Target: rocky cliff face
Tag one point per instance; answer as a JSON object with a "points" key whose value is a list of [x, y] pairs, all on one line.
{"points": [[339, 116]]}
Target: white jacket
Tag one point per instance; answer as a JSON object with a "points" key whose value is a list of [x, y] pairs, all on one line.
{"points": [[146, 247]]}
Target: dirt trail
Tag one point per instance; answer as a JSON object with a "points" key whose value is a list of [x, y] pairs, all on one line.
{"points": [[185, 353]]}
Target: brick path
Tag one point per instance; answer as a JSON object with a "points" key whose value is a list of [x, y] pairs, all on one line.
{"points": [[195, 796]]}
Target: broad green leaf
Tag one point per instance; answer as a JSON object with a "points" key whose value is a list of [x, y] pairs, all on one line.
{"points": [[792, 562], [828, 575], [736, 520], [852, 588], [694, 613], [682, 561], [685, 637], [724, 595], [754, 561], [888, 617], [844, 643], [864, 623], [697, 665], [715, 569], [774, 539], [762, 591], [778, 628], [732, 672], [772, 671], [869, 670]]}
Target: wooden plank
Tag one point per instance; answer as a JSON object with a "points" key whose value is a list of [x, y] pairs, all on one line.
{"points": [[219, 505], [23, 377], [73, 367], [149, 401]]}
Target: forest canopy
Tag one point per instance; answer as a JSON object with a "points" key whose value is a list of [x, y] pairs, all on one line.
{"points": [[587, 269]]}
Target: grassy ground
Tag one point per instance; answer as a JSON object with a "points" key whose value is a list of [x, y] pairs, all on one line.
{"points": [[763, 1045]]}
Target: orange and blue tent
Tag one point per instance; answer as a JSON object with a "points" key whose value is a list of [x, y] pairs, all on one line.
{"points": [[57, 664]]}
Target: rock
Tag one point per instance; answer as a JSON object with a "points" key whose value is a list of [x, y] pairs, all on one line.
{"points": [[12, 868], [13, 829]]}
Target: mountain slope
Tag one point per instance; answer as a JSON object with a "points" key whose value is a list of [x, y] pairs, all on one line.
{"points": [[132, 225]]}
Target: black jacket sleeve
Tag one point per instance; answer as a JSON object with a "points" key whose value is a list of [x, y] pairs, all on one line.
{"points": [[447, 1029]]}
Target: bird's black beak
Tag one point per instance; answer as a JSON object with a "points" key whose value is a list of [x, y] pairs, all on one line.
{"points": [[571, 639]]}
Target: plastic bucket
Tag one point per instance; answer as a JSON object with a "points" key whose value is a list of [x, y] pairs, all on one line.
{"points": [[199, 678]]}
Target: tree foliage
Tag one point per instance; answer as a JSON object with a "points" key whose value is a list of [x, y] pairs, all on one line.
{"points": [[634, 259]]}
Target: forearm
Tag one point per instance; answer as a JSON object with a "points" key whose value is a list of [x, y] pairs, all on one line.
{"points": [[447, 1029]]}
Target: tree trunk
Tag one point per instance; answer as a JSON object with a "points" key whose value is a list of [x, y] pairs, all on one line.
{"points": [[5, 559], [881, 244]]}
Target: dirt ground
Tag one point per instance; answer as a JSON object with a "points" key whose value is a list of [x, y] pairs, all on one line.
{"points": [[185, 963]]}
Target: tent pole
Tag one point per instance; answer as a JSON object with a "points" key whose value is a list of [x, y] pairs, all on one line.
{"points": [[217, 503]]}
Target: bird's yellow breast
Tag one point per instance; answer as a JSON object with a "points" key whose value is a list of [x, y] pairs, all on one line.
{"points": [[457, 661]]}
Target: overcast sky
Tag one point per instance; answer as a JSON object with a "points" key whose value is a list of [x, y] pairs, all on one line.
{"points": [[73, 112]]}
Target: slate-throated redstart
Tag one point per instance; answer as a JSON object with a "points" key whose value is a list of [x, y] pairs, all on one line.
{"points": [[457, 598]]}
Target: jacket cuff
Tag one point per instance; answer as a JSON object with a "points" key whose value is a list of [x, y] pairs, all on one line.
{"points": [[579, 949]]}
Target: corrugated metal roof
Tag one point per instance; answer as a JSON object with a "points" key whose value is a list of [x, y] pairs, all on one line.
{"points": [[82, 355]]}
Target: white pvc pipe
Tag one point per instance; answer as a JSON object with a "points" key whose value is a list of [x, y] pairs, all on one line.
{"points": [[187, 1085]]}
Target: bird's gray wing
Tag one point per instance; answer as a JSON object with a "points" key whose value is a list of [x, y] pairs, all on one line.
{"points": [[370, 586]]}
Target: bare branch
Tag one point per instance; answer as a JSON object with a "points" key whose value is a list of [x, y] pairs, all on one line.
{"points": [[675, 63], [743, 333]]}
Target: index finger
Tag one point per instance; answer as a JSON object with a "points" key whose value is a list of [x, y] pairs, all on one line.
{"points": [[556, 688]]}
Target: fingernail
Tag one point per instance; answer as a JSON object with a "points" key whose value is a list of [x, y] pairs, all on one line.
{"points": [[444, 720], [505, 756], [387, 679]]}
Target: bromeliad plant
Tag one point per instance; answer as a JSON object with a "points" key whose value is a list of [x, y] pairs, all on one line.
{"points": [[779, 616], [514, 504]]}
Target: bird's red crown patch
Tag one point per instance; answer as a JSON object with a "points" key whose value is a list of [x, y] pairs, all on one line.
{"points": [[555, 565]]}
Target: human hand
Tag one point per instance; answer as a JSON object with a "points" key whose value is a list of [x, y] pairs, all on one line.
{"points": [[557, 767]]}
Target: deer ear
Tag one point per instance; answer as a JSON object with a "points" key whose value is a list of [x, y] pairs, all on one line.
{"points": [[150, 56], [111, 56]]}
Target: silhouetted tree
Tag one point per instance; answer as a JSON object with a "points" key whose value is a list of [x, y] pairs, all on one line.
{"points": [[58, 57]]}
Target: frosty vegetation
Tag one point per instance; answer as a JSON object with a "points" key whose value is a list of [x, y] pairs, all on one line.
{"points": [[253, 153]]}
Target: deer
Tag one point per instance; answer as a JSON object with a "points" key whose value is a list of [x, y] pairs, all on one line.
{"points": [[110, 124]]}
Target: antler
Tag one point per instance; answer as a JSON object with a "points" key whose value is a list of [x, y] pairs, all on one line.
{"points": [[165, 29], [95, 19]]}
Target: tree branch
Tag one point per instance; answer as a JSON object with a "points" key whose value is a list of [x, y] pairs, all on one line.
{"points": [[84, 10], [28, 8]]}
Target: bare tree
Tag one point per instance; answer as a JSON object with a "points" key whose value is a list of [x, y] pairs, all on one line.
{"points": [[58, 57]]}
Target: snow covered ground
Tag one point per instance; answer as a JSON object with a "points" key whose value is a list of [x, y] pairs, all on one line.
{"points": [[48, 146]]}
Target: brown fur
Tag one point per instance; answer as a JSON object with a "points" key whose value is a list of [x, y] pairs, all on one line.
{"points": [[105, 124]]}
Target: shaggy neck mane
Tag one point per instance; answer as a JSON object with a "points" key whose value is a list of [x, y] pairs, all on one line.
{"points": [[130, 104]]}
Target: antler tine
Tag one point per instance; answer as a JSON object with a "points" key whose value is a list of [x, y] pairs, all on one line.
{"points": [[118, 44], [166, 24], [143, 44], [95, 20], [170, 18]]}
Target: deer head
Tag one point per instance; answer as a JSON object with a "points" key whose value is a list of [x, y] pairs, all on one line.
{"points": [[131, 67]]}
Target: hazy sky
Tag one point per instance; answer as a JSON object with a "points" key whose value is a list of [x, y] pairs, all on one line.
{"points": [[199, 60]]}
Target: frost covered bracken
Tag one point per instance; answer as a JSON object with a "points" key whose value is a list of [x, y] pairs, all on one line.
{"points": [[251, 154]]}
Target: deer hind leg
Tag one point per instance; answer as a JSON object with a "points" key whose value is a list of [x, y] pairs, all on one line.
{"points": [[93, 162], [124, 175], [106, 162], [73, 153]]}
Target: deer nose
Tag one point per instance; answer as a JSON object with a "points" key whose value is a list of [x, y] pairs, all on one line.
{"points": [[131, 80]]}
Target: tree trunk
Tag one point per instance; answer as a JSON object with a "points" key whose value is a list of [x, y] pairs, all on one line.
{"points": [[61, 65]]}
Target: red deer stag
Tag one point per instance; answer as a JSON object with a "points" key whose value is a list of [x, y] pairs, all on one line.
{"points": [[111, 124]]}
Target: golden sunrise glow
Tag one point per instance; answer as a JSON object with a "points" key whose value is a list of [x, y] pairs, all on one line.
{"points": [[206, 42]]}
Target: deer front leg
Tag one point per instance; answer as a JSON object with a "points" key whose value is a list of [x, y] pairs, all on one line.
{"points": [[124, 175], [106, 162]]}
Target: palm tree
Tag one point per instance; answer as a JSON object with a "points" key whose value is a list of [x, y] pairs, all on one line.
• • • • •
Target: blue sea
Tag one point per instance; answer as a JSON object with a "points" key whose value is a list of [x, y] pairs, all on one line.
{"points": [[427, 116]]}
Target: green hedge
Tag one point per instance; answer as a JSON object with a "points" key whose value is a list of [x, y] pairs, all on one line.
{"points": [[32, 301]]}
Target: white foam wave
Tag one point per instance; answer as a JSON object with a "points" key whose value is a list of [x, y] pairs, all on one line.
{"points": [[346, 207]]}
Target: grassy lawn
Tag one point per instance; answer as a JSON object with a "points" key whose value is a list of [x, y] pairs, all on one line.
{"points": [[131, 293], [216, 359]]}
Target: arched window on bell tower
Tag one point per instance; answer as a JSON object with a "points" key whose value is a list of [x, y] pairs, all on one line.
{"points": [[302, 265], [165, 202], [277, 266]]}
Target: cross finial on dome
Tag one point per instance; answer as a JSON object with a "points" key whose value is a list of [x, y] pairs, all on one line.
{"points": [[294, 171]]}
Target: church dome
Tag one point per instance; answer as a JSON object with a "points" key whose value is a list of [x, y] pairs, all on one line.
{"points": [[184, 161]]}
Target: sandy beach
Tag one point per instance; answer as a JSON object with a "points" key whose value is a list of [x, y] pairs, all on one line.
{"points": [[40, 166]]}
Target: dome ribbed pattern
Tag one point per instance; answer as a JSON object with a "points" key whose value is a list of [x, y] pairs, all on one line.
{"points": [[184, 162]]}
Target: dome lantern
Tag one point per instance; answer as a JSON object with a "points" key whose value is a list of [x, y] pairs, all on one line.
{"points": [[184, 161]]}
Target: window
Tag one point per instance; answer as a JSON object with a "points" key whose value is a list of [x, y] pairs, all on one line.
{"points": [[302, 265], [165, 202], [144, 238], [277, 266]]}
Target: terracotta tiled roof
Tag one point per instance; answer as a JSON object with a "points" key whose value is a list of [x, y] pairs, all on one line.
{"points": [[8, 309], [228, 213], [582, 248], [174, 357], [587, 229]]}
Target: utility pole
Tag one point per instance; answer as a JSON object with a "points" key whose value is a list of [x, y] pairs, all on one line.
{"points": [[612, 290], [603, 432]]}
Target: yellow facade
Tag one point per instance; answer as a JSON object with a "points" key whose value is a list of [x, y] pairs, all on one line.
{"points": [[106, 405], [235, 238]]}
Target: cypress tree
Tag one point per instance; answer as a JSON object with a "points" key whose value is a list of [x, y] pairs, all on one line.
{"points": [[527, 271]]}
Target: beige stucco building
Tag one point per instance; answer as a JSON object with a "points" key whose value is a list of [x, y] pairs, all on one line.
• • • • •
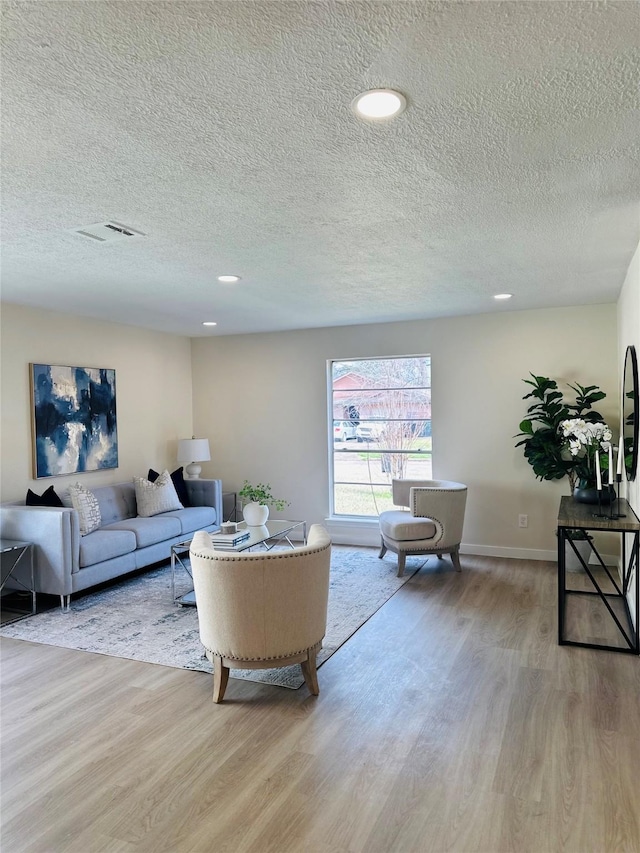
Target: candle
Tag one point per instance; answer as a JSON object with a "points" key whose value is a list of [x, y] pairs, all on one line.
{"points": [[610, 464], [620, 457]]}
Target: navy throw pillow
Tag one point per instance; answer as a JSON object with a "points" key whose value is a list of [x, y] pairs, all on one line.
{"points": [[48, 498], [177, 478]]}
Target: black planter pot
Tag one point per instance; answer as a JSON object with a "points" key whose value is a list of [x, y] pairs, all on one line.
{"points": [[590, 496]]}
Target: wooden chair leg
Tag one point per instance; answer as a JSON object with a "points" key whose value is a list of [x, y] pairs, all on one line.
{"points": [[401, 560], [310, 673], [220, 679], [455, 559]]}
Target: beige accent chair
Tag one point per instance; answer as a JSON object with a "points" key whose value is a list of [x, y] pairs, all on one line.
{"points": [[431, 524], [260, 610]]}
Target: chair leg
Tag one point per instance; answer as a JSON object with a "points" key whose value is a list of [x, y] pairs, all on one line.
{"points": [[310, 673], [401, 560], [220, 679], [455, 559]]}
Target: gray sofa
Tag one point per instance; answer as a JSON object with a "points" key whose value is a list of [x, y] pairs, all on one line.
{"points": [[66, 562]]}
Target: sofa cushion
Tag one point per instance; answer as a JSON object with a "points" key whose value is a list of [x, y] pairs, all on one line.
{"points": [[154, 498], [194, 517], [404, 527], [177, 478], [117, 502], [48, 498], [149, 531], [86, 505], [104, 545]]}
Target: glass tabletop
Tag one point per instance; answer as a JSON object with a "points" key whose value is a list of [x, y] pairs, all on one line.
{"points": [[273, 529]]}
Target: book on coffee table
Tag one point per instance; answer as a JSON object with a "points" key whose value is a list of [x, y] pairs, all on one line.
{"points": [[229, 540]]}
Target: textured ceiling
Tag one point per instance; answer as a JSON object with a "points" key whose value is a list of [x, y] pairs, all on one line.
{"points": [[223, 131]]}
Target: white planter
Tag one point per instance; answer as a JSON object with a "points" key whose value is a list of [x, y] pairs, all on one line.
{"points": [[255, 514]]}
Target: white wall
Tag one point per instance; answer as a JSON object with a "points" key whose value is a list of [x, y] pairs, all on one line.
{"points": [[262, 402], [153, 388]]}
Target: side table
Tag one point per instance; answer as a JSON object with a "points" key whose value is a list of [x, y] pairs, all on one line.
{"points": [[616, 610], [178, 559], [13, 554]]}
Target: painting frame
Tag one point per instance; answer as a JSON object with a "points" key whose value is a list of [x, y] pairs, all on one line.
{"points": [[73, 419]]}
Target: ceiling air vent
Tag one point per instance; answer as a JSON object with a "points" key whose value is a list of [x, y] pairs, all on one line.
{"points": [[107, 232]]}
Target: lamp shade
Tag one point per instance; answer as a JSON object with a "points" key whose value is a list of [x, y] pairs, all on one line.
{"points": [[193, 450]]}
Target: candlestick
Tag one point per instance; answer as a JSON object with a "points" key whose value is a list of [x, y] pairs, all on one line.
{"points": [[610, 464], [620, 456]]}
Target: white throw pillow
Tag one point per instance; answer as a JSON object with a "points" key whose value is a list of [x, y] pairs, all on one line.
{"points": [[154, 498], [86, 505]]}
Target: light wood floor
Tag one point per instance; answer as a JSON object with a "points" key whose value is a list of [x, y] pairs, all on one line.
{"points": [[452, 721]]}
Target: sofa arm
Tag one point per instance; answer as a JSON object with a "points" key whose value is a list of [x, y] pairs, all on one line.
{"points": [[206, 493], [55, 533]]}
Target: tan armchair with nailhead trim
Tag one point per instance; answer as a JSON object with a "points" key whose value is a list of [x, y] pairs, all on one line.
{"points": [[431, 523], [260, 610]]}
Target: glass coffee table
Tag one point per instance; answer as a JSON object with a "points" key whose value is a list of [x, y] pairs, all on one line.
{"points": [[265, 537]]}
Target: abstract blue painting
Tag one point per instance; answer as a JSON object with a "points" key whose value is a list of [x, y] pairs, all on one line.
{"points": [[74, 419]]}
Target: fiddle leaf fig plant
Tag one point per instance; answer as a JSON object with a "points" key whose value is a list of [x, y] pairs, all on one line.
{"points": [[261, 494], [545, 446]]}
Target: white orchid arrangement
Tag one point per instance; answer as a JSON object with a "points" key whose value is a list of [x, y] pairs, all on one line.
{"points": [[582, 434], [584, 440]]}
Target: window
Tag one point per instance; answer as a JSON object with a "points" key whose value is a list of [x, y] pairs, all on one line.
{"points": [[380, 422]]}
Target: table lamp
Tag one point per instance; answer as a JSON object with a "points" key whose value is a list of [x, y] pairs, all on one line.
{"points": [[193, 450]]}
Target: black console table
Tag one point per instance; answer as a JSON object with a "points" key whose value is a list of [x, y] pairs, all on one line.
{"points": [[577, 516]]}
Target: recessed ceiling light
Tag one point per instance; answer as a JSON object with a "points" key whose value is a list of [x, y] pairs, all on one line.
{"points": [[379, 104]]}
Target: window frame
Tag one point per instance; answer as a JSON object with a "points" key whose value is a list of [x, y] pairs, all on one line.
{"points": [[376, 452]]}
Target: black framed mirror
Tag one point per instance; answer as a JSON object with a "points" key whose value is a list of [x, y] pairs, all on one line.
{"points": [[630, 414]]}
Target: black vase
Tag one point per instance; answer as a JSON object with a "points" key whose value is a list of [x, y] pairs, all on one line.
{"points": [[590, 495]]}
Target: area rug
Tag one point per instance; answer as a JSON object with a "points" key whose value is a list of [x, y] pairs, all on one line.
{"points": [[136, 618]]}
• • • • •
◆ SET TASK
Filter the listing above, keeping only the lines that contain the word "white".

◆ THE RESPONSE
Target: white jacket
Target: white pvc pipe
Target: white foam wave
Target: white planter
Target: white wall
Target: white throw pillow
Target: white orchid arrangement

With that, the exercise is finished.